- **Task prompt**: All of the data below must be repeated exactly.

— BEGIN Task data —

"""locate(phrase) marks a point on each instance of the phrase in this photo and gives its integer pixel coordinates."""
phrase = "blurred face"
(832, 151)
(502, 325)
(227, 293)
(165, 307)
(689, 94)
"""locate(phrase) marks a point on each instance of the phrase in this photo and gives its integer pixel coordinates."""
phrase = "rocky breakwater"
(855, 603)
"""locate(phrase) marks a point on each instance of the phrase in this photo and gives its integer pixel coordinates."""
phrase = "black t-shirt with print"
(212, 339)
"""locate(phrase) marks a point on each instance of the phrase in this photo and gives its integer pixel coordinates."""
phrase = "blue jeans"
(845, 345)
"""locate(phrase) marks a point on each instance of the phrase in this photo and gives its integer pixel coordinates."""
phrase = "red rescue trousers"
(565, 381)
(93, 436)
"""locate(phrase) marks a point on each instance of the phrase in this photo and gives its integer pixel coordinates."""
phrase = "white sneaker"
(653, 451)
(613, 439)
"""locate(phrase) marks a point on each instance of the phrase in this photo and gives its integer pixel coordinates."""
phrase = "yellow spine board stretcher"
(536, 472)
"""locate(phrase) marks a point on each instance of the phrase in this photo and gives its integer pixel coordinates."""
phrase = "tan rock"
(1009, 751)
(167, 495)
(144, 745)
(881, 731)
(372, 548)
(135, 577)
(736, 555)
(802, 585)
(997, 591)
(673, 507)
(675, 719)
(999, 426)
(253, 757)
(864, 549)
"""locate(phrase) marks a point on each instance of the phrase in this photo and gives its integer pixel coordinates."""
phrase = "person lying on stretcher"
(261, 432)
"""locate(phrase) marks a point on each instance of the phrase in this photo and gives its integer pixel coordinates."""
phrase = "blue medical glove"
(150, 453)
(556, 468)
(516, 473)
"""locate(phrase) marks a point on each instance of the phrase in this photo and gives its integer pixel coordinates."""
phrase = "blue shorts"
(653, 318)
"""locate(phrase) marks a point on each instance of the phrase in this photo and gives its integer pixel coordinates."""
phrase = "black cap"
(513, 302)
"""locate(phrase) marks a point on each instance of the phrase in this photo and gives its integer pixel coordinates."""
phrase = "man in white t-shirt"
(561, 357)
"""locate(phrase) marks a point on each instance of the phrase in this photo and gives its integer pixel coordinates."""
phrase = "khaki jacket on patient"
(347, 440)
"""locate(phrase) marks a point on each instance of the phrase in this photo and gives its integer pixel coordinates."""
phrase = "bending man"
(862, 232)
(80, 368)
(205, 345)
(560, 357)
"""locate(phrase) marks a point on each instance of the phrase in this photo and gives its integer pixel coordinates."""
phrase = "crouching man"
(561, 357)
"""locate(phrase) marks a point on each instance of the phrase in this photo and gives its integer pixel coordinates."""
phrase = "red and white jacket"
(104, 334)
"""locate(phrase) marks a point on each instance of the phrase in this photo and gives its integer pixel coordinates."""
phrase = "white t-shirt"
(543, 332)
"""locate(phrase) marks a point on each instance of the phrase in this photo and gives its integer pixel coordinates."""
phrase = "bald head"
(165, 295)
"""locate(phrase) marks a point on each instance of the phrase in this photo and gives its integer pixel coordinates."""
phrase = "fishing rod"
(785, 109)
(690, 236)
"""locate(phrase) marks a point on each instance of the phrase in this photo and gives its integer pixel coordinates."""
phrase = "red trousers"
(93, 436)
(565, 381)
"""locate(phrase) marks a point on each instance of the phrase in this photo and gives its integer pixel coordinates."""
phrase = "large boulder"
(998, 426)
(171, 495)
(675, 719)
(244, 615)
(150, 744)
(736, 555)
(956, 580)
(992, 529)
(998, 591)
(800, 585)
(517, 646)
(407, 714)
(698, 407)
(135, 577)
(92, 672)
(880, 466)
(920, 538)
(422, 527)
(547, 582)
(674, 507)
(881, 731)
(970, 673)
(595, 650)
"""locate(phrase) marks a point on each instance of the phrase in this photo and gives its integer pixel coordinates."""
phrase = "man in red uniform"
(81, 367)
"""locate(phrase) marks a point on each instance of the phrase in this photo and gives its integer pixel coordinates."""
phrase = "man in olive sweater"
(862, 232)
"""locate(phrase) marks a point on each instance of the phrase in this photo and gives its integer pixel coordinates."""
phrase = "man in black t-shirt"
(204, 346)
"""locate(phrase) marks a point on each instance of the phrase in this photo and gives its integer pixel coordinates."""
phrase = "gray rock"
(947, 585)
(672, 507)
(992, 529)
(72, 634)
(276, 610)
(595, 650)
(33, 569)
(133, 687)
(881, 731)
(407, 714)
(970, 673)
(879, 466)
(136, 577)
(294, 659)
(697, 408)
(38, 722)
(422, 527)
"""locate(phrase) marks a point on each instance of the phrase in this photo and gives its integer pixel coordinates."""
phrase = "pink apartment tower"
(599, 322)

— END Task data —

- **Complete output**:
"""locate(phrase) marks a point on each instance of the phrase in this photo and gives its integer pixel coordinates."""
phrase = "blurred face"
(832, 151)
(502, 325)
(227, 293)
(165, 307)
(689, 94)
"""locate(phrase) marks a point on each instance of the phrase in this photo and gives its integer pixel coordinates."""
phrase = "rocky breakwater"
(855, 603)
"""locate(phrase) marks a point on each instance of the phrase in this photo and gives its integer pixel coordinates."""
phrase = "black t-shirt with print"
(212, 339)
"""locate(phrase) marks a point on each instance of the phrase in this photo and gives its integer pixel coordinates."""
phrase = "blue jeans"
(845, 345)
"""locate(phrase) marks a point on each instance of the phrase in this photo and gives its integer pixel coordinates."""
phrase = "red rescue trousers"
(565, 381)
(93, 436)
"""locate(phrase) marks a point on each instance of the phrase in this photo and gives its integer pixel coordinates."""
phrase = "white sneaker"
(653, 451)
(613, 439)
"""locate(phrase) marks a point on each instance of the phrase in this photo and gives its integer pixel coordinates."""
phrase = "yellow spine board stretcher"
(536, 472)
"""locate(phrase) marks a point on each instance of the phrase in this photo and gives its integer pixel coordinates."""
phrase = "tan rock"
(1009, 751)
(167, 495)
(144, 745)
(881, 731)
(372, 548)
(135, 577)
(736, 555)
(802, 585)
(997, 591)
(673, 507)
(675, 719)
(999, 426)
(253, 757)
(864, 549)
"""locate(phrase) marks a point on each instance of the phrase in this photo and gives its integer pixel coordinates."""
phrase = "person lying on stretcher"
(261, 432)
"""locate(phrase) marks a point on each instance of the phrase in this photo and gives its integer pixel coordinates."""
phrase = "blue medical glove"
(150, 453)
(556, 468)
(516, 473)
"""locate(phrase) marks a point on each instance of the phrase in this photo and gives its integer pixel coordinates."""
phrase = "blue shorts"
(653, 318)
"""locate(phrase) marks a point on each instance of the phrase in this photo and gives its integer pixel coordinates."""
phrase = "black cap"
(513, 302)
"""locate(phrase) marks a point on each instance of the phrase in this photo and gives its integer pixel coordinates."""
phrase = "man in white t-shirt"
(561, 357)
"""locate(phrase) marks a point on each instance of the phrase in this photo and gives its integer pixel coordinates."""
phrase = "khaki jacket on patient"
(347, 440)
"""locate(phrase) marks a point on each instance of the phrase in this photo and gives its integer pixel coordinates."""
phrase = "bending man"
(862, 232)
(80, 368)
(205, 345)
(560, 357)
"""locate(phrase) marks a point on each instance of the phrase in this photo and gives its integer pixel coordinates."""
phrase = "crouching man"
(561, 357)
"""locate(phrase) marks a point on each instance of the phrase in this photo and gives its integer pixel coordinates."""
phrase = "red and white jacket"
(104, 334)
"""locate(phrase) marks a point on each instance of the phrase in this photo and gives its integer pixel coordinates."""
phrase = "white t-shirt"
(543, 332)
"""locate(phrase) marks a point on each instance of the phrase in this photo and gives its integer pixel coordinates."""
phrase = "bald head"
(165, 295)
"""locate(phrase) marks a point on each instance of the phrase in this photo and gives its integer pixel coordinates."""
phrase = "fishing rod"
(785, 109)
(690, 236)
"""locate(phrase) marks a point on each instance of the phrase in this photo and gives its integer pixel coordinates."""
phrase = "red trousers"
(93, 436)
(565, 381)
"""locate(phrase) marks a point on each instance of the phrase in this photo and gives its integer pixel coordinates."""
phrase = "large boulder"
(998, 426)
(171, 495)
(675, 719)
(244, 615)
(150, 744)
(736, 555)
(956, 580)
(992, 529)
(998, 591)
(800, 585)
(517, 646)
(407, 714)
(698, 407)
(135, 577)
(92, 672)
(880, 466)
(920, 538)
(422, 527)
(547, 582)
(674, 507)
(881, 731)
(970, 673)
(595, 650)
"""locate(phrase) marks a point on each instance of the phrase in this photo and gives its integer pixel coordinates."""
phrase = "man in red uniform"
(81, 367)
"""locate(phrase) marks a point on each instance of the phrase in this photo and gives its integer pixel coordinates."""
phrase = "man in olive sweater"
(862, 232)
"""locate(phrase) marks a point on each instance of the phrase in this photo and gives its integer pixel coordinates."""
phrase = "man in black t-shirt"
(204, 346)
"""locate(phrase) marks a point on each instance of the phrase in this photo and gives its integer pixel coordinates."""
phrase = "gray rock"
(947, 585)
(672, 507)
(992, 529)
(72, 634)
(276, 610)
(595, 650)
(33, 569)
(133, 687)
(881, 731)
(407, 714)
(970, 673)
(879, 466)
(136, 577)
(294, 659)
(697, 408)
(38, 722)
(422, 527)
"""locate(phrase) marks a point on each instance of the phrase in this photo and gives its integer pixel coordinates."""
phrase = "pink apartment tower"
(599, 322)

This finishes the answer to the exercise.